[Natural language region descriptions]
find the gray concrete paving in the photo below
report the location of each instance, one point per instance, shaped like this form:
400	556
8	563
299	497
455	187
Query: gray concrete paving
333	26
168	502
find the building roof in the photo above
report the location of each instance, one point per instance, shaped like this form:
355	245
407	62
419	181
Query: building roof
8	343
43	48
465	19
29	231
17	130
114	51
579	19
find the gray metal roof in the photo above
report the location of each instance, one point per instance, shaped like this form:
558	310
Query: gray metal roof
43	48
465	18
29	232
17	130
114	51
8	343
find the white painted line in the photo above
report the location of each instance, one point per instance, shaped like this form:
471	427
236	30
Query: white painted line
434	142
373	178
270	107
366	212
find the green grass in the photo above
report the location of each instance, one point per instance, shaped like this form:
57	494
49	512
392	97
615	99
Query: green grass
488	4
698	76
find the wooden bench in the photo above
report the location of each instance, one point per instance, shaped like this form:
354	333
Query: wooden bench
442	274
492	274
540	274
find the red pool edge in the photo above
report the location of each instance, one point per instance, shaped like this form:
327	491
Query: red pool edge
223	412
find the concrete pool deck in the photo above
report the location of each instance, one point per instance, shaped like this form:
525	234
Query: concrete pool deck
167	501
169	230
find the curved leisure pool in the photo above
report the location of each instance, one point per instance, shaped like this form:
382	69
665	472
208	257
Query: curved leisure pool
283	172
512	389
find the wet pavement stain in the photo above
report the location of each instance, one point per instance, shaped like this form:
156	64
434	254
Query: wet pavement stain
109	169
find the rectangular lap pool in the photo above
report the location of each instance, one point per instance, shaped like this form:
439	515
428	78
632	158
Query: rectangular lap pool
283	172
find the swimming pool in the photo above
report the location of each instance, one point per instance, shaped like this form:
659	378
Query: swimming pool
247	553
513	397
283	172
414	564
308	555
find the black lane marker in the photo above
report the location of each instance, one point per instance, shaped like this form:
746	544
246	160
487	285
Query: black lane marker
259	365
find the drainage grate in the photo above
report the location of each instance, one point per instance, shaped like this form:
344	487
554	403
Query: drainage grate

--- Directions ---
The answer must consist of each line from the data that includes the string "grate".

--- Task response ---
find the drainage grate in the photo above
Query: drainage grate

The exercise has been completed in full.